WHAT TO DO:
**A.** Reproduce the Burgundy wine guide's text from "The appellation hierarchy: the" to "far more rewarding." without changing a word.
**B.** Extend the Côte d'Or wine guide past its final sentence with further paragraphs in the same style.

TEXT SECTION:
»»
Burgundy for wine lovers
Published 14 June 2026
A practical guide to the Cote d'Or
There is a strip of hillside in eastern France, barely 60 kilometres long and no more than a few kilometres wide, that produces some of the most sought-after wine on earth. The Côte d'Or — the Golden Slope — runs south from Dijon through Nuits-Saint-Georges, Vougeot, Chambolle-Musigny, Vosne-Romanée, Beaune, Pommard and Meursault before the appellation names grow quieter and the vines give way to fields. To the serious wine drinker, this is hallowed ground.
But hallowed ground can be intimidating. The Burgundy wine system — with its layers of appellations, premier crus, grands crus, monopoles and négociants — is famously complex, and doing it justice on holiday requires a degree of preparation that goes beyond simply booking a hotel in Beaune and turning up. This guide is written for people who already know their Chambolle from their Chassagne, and who want practical advice on how to make a wine-focused trip to the Côte d'Or work as a proper holiday rather than a series of appointments.
Understanding the Côte d'Or: a brief orientation
The Côte d'Or divides neatly into two. The Côte de Nuits runs from Marsannay, on the southern fringes of Dijon, to Corgoloin just north of Nuits-Saint-Georges: this is almost exclusively red wine country, home to Gevrey-Chambertin, Morey-Saint-Denis, Chambolle-Musigny, Vougeot, Vosne-Romanée and the village that gives Pinot Noir its highest expression. The Côte de Beaune picks up south of Nuits, running through Beaune itself and then Pommard, Volnay, Meursault, Puligny-Montrachet and Chassagne-Montrachet to Santenay: here the greatest whites appear alongside fine reds, with the Chardonnays of Meursault and the two Montrachets representing a separate kind of glory.
Knowing which half you want to focus on shapes everything: where you stay, which domaines you contact, what you eat and how long you need. Most visitors with serious intent spend at least a week, divided between a base in or close to Beaune — the natural hub — and two or three days exploring north into the Côte de Nuits. A fortnight is better.
The appellation hierarchy: the essentials
Burgundy operates a four-tier appellation system, and understanding it saves considerable confusion at the cellar door. Regional appellations — Bourgogne Rouge, Bourgogne Blanc — cover wine made from grapes grown anywhere in the region. Village appellations (Gevrey-Chambertin, Meursault, Volnay) indicate wine from a single commune. Premier cru designations attach a named vineyard to the village name — Volnay Premier Cru Les Champans, for instance. At the apex sit the grands crus: single named vineyards with their own AOC, independent of any village name. Chambertin, Musigny, Romanée-Conti, Montrachet — these stand alone.
This hierarchy matters at the cellar door because domaines often produce wine at several levels, and understanding what you are tasting and why it costs what it costs makes the conversation far more rewarding.
««
RAW DATA:
»»
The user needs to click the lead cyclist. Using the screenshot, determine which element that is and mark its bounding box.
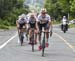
««
EXPECTED RESPONSES:
**A.**
The appellation hierarchy: the essentials
Burgundy operates a four-tier appellation system, and understanding it saves considerable confusion at the cellar door. Regional appellations — Bourgogne Rouge, Bourgogne Blanc — cover wine made from grapes grown anywhere in the region. Village appellations (Gevrey-Chambertin, Meursault, Volnay) indicate wine from a single commune. Premier cru designations attach a named vineyard to the village name — Volnay Premier Cru Les Champans, for instance. At the apex sit the grands crus: single named vineyards with their own AOC, independent of any village name. Chambertin, Musigny, Romanée-Conti, Montrachet — these stand alone.
This hierarchy matters at the cellar door because domaines often produce wine at several levels, and understanding what you are tasting and why it costs what it costs makes the conversation far more rewarding.

**B.**
Getting there and getting around
By Eurostar and TGV
Beaune sits on the TGV Méditerranée line, with a direct service from Paris Gare de Lyon taking approximately two hours. From London St Pancras, a morning Eurostar to Paris followed by a connecting TGV puts you in Beaune by mid-afternoon with luggage. It is an elegant journey, and for a holiday that will be conducted largely at walking pace among vineyards, arriving by train feels entirely appropriate.
The nearest mainline TGV station is Le Creusot-Montceau, about 30 kilometres from Beaune, served by some services. Beaune itself is served by regional TER trains from Dijon, which connects to the TGV network. Dijon is worth a night in its own right — the ducal palace, the market, a meal at a good Burgundian table — and many visitors use it as a comfortable arrival point before driving south.
Car hire and self-drive
The Côte d'Or is emphatically car country. The Route des Grands Crus, the D122 that threads through every significant village from Marsannay to Santenay, is not well served by public transport, and spontaneous detours to lesser-known villages — Fixin, Saint-Aubin, Auxey-Duresses — require your own wheels. Car hire from Dijon, Lyon or Paris is straightforward and costs are reasonable out of high season.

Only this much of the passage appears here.